-- START OF ENTRIES SUPPLIED --
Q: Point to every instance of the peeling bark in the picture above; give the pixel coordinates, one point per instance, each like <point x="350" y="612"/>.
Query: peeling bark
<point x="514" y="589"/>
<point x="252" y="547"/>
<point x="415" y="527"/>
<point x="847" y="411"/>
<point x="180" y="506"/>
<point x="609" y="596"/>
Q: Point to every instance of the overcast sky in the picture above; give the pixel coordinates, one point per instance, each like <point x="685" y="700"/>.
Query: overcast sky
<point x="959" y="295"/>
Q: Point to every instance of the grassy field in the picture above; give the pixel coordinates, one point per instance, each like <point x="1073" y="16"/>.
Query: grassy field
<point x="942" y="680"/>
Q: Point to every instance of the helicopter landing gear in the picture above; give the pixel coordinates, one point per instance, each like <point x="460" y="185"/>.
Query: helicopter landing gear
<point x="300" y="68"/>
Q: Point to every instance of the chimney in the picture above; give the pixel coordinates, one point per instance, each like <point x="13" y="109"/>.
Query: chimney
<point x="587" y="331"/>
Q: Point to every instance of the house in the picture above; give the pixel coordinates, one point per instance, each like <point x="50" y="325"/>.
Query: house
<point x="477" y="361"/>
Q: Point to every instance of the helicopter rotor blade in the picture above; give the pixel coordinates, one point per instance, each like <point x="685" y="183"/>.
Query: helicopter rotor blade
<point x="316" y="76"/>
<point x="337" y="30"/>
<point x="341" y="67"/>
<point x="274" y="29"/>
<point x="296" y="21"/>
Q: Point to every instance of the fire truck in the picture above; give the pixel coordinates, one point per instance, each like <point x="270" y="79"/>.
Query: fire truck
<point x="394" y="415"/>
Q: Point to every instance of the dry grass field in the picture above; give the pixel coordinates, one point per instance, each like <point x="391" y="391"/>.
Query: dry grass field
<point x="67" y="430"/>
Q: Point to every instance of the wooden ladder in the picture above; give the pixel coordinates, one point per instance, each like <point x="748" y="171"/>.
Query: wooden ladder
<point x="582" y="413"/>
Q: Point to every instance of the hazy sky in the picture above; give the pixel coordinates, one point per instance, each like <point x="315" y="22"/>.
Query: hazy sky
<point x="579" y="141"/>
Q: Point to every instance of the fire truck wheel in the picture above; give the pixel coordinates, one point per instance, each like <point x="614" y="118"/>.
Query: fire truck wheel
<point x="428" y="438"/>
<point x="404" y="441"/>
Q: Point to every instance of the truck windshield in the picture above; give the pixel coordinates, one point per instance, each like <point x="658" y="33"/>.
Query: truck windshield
-- END OF ENTRIES SUPPLIED --
■ **WHAT IS ASKED**: Each line must be given again exactly as written above.

■ **EXERCISE RESPONSE**:
Q: Point to every instance of the peeling bark in the picture above; give the pixel coordinates, one point per instance, each like <point x="350" y="612"/>.
Query: peeling bark
<point x="514" y="589"/>
<point x="252" y="547"/>
<point x="415" y="527"/>
<point x="847" y="411"/>
<point x="180" y="506"/>
<point x="609" y="596"/>
Q: Point to every instance of the overcast sky in the picture above; give the pixel coordinates, one point per instance, each like <point x="685" y="700"/>.
Query: overcast sky
<point x="959" y="295"/>
Q: Point to every instance of the grassy field in the picture above; give the pixel coordinates, one point per instance, each like <point x="1073" y="16"/>.
Query: grassy field
<point x="942" y="680"/>
Q: Point to every instance of the helicopter landing gear in the picture above; give the pixel coordinates, one point per instance, each like <point x="460" y="185"/>.
Query: helicopter landing gear
<point x="300" y="68"/>
Q: Point to every instance of the chimney in the picture above; give the pixel coordinates, one point per instance, each like <point x="13" y="109"/>.
Query: chimney
<point x="587" y="331"/>
Q: Point to every instance of the house in the picture above; give the pixel coordinates, one point per instance, each like <point x="50" y="325"/>.
Query: house
<point x="477" y="361"/>
Q: Point to every instance of the helicopter rotor blade in the picture above; give the pixel coordinates, one point per instance, each like <point x="685" y="183"/>.
Query: helicopter rotor blade
<point x="316" y="76"/>
<point x="337" y="30"/>
<point x="341" y="67"/>
<point x="274" y="29"/>
<point x="296" y="21"/>
Q: Point to every instance of the fire truck in the picture above; give the pixel coordinates, one point per instance, each like <point x="270" y="79"/>.
Query: fire truck
<point x="394" y="415"/>
Q: Point to every instance of the dry grass field in the picture above; give the pixel coordinates, one point per instance, each like <point x="391" y="391"/>.
Query: dry grass field
<point x="67" y="430"/>
Q: Point to every instance of the wooden ladder in the picture above; give the pixel coordinates, one point per instance, each like <point x="748" y="171"/>.
Query: wooden ladder
<point x="582" y="413"/>
Q: Point to every instance of the hazy sky in the picture above; give the pixel coordinates, one point per instance, each like <point x="315" y="22"/>.
Query: hazy sky
<point x="579" y="141"/>
Q: Point to every instance of the fire truck wheel in the picture above; give the pixel coordinates, one point per instance, each like <point x="614" y="118"/>.
Query: fire truck wheel
<point x="428" y="438"/>
<point x="404" y="441"/>
Q: Point to every instance of the truck windshield in the picture above; give the pixel coordinates, one point per instance, each like <point x="658" y="33"/>.
Query: truck windshield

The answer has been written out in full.